§ **AIM**
Copy each line below exactly and leave the pictures out.

§ **WORKING DATA**
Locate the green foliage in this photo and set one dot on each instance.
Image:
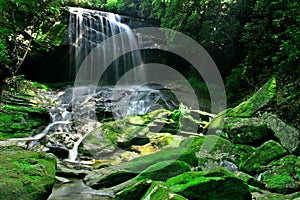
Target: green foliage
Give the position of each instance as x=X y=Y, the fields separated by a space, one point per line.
x=271 y=41
x=21 y=23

§ **WRITTEN ANSWER**
Locate the green foliage in this photo and set one dot on each instance.
Image:
Target: green foliage
Give the position of each instance as x=X y=Y, the fields separated by a space, one point per line.
x=271 y=41
x=21 y=23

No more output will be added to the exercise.